(Extracted data entries)
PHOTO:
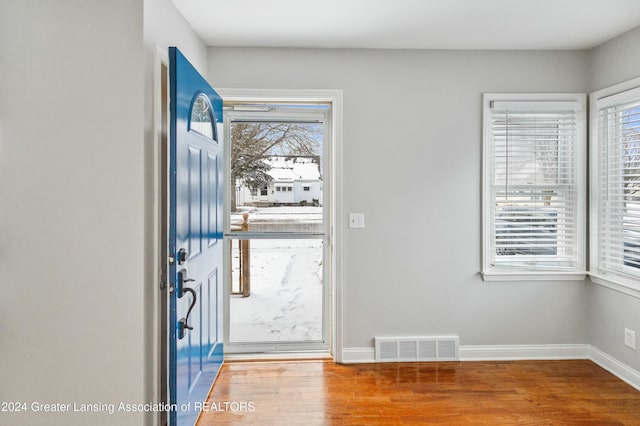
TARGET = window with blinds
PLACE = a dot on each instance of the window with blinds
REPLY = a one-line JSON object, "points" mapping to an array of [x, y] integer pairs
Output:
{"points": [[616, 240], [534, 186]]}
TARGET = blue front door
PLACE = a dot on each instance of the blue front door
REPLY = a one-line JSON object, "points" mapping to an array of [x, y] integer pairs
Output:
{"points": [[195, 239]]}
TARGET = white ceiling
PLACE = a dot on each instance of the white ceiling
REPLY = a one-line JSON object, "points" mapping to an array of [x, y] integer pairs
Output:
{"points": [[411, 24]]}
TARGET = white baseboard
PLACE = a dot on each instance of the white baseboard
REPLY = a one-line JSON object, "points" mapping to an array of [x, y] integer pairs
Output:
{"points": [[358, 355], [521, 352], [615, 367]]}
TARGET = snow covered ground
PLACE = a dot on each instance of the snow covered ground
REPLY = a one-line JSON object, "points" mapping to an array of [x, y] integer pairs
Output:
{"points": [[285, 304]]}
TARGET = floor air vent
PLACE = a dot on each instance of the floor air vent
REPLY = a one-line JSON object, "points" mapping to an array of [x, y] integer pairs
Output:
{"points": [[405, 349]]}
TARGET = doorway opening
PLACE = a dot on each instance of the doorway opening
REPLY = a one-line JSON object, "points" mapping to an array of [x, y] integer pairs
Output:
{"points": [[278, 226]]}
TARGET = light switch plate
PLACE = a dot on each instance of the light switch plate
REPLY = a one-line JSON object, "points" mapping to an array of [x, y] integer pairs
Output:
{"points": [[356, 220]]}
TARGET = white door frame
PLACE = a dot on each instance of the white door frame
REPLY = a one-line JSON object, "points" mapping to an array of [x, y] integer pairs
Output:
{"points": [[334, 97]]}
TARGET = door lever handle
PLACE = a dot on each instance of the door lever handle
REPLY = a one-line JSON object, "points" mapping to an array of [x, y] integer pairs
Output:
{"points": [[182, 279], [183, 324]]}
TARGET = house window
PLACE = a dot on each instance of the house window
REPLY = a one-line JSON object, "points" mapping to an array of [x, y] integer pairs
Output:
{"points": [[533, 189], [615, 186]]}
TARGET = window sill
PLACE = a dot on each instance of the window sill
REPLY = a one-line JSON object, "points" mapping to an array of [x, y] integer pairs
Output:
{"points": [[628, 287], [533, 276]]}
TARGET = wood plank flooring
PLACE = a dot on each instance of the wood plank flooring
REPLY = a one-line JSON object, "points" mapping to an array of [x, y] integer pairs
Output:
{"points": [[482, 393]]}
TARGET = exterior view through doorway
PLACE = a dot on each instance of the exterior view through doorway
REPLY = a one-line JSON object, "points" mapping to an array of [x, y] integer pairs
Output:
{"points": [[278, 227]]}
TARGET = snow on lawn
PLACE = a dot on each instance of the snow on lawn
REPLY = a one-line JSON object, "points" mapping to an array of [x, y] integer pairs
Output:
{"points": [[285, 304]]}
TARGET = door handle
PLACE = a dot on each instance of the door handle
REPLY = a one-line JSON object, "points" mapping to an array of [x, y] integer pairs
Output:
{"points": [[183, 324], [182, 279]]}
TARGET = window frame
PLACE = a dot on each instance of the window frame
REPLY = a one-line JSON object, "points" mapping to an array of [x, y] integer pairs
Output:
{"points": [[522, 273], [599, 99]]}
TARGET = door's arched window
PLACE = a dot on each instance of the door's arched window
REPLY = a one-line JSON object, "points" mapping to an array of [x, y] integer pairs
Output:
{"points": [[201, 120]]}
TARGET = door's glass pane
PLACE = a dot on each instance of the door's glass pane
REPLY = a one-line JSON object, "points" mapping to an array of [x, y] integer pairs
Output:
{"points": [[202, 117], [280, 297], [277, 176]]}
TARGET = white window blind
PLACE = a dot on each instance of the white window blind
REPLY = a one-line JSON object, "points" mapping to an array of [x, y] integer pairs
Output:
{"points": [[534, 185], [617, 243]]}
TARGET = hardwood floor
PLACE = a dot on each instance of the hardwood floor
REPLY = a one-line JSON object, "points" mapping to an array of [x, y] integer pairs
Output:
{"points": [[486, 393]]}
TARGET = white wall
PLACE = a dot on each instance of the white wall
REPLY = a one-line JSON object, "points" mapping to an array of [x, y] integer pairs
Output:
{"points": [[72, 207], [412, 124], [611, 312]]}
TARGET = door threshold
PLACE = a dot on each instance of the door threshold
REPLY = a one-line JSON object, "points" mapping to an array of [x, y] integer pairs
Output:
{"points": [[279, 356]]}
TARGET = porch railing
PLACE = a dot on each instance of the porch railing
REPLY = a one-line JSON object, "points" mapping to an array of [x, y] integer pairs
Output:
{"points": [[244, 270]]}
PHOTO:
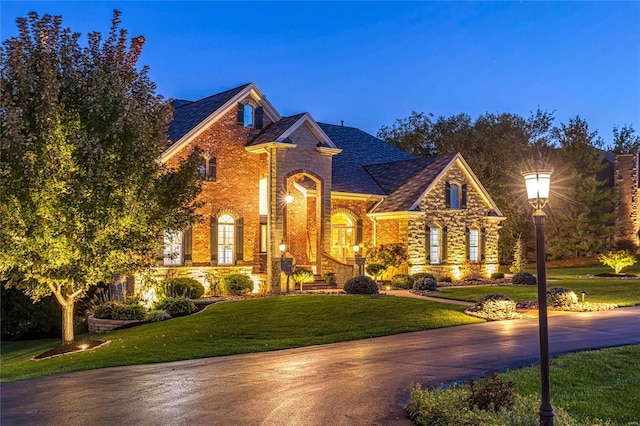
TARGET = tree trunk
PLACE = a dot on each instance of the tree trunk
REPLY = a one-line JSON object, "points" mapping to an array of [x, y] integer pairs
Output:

> [ASSIGNMENT]:
Where a line above holds the string "trunk", copy that line.

> [ANSWER TO THE PROBLEM]:
TARGET = tree trunk
PLACE = a dot on each instance of the tree trunk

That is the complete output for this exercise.